Tuesday, October 07, 2008

Jobs Paradise?

As many of us are aware, the lack of good paying jobs with worker autonomy and respect from employers are very few and far between.  Bob Herbert reminds us that with just a matter of weeks before election day, there is still time left for Obama and McCain and their campaigns to focus with greater intensity -- in all fairness the Obama campaign has done far far better on this issue -- on what should be the most important issue of this campaign, according to Herbert. "It’s not just the economy, stupid — it’s jobs."  And he is right. 

We need jobs with affordable and deep coverage health care, good pay where people can afford to live a decent quality of life, credit and debt reform that does not just support the companies but more importantly helps the average worker reduce their debt.

We’ve been living for years in a fool’s paradise atop a mountain of debt. The masters of the universe on Wall Street lost all sense of reason, no doubt. But most of us have been living above our means through the magic of easy credit, ever lower taxes, ever rising property values, stock market bubbles and the gift of denial, which we used to assure ourselves that the bills would never come due. We’ve even put our wars on a credit card.

The burden of debt for a typical middle-income family, earning about $45,000 a year, grew by a third in just the few years from 2001 to 2004, according to the Center for American Progress. The reason for this unsustainable added weight was the rising cost of such items as housing, higher education, health care and transportation at a time when wages grew only slightly or not at all.

(Point annotation entries for images)

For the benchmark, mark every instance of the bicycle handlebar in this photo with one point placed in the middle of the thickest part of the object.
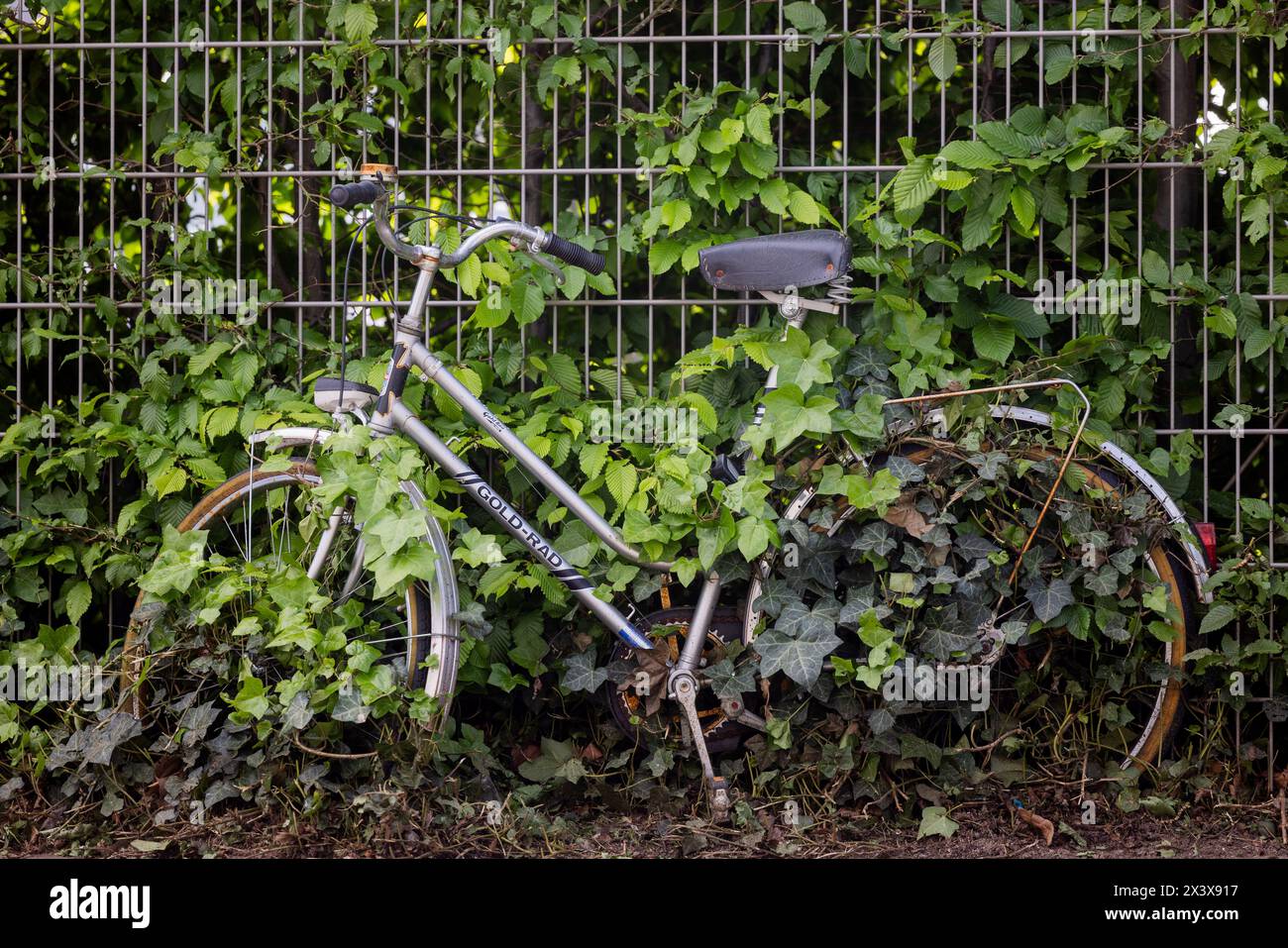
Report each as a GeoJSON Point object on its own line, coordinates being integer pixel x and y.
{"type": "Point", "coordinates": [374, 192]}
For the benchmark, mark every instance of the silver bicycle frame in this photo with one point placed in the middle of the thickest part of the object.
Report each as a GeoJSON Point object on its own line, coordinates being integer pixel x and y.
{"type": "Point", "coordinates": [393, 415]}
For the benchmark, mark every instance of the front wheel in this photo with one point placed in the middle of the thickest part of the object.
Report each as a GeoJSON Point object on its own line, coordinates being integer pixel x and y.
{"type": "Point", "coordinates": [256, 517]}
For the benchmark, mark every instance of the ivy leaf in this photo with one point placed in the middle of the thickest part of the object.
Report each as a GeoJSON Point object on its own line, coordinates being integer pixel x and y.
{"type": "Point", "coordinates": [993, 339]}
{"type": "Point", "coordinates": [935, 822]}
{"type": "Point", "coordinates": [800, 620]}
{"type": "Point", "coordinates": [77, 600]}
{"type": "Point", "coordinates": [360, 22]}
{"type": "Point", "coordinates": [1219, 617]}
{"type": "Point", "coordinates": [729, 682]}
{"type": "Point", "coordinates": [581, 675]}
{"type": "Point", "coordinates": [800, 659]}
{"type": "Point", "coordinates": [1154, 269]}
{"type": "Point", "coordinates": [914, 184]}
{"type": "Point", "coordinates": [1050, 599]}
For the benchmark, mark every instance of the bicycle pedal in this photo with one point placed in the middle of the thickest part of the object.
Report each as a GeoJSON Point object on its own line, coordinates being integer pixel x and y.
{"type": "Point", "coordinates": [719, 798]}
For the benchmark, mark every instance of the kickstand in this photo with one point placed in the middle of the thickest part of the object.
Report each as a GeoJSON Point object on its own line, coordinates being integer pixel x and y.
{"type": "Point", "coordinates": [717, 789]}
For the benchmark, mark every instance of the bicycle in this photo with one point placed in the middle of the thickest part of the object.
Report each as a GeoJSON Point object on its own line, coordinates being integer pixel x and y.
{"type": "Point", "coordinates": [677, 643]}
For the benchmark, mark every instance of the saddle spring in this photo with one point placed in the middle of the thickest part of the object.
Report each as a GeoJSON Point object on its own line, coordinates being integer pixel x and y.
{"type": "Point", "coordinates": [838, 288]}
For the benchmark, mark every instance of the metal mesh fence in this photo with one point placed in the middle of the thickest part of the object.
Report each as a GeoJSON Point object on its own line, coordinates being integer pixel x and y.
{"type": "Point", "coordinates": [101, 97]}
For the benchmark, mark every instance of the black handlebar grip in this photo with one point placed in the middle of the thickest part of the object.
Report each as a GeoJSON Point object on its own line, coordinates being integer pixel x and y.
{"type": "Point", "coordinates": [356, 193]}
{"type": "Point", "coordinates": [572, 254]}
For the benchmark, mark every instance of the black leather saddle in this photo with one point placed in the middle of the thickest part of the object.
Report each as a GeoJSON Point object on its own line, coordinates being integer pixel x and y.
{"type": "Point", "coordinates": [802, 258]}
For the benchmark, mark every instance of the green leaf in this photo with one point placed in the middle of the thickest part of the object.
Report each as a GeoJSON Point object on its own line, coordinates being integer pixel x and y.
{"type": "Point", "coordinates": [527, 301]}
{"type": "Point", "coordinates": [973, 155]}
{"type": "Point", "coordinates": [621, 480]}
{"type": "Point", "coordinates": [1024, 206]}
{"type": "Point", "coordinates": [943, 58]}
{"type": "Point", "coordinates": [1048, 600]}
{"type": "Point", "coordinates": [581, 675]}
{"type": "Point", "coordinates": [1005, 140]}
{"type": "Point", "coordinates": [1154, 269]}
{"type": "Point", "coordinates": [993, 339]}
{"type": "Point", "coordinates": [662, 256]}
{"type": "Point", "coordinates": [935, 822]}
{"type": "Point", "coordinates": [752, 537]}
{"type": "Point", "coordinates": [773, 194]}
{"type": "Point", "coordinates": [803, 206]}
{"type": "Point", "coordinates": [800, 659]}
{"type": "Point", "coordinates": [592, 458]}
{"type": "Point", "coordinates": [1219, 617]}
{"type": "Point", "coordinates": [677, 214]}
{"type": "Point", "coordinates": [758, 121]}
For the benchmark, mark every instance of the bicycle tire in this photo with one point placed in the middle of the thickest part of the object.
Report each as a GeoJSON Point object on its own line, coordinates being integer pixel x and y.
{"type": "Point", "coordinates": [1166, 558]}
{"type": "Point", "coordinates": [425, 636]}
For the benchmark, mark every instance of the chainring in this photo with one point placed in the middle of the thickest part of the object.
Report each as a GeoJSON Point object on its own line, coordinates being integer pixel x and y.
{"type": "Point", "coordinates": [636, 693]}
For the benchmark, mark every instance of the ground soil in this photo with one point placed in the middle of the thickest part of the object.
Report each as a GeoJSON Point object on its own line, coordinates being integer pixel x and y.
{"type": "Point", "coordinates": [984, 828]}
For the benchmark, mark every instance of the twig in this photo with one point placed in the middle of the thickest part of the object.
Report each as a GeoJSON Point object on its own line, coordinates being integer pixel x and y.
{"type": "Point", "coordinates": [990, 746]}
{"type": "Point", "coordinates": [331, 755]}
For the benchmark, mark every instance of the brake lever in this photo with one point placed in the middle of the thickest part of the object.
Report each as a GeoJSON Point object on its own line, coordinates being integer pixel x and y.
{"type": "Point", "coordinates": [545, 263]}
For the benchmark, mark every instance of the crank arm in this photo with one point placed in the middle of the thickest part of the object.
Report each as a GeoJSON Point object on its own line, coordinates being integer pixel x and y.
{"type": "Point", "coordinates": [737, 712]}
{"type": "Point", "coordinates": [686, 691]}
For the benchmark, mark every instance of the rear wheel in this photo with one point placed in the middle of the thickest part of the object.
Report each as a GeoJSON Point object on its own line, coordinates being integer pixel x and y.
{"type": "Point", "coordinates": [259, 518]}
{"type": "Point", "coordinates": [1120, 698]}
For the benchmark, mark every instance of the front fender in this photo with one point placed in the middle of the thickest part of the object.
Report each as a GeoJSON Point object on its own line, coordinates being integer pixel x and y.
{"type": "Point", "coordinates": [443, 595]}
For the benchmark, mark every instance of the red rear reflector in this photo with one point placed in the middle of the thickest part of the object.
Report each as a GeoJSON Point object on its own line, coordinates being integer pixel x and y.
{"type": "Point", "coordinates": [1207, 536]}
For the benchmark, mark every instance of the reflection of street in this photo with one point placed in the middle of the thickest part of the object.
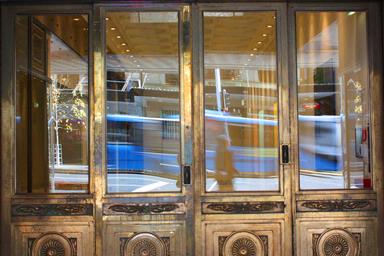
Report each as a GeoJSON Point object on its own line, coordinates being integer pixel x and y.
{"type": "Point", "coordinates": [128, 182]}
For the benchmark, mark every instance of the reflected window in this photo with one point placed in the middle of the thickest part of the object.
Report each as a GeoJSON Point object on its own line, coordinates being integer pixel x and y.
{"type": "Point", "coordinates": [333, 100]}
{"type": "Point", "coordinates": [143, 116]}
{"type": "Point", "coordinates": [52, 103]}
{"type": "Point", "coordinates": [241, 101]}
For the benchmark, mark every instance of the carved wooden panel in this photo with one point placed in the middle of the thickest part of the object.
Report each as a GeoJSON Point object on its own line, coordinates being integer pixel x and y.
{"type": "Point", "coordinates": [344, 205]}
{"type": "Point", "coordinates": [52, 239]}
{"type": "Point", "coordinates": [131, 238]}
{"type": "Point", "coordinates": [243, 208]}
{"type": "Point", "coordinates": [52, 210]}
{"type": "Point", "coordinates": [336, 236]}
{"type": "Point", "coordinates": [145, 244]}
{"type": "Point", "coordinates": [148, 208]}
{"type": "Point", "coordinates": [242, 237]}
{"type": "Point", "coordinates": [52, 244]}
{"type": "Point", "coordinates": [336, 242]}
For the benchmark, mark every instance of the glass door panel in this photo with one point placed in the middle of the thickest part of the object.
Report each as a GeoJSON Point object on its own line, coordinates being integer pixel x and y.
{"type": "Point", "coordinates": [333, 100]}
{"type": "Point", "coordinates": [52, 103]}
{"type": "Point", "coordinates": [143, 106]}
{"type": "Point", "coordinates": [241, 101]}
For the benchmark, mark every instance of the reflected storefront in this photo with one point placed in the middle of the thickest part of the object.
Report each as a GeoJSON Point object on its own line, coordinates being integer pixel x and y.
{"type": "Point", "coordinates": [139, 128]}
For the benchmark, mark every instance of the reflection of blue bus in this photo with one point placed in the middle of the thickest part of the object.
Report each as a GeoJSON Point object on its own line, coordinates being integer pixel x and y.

**Tasks to carry out:**
(1) According to the post on jobs and debt, why did the debt burden of a typical middle-income family grow from 2001 to 2004? Answer in one to three sentences.
(2) Format everything in the records from the line containing "the reflected storefront" down to the end of the records, both included, as a JSON list of strings, one string per line.
The post on jobs and debt and the records are separate, unrelated material.

**Results:**
(1) The debt burden grew by a third because the costs of housing, higher education, health care and transportation rose while wages grew only slightly or not at all.

(2)
[
  "For the benchmark, mark every instance of the reflected storefront in this photo with one point placed in the middle of the thickest part of the object.",
  "Report each as a GeoJSON Point object on its own line, coordinates being integer pixel x and y.",
  "{\"type\": \"Point\", \"coordinates\": [139, 128]}",
  "For the benchmark, mark every instance of the reflection of blue bus in this photo with one point placed in the middle of the thickest part of the object.",
  "Report each as a GeoJSON Point object on its own line, coordinates being integer pixel x and y."
]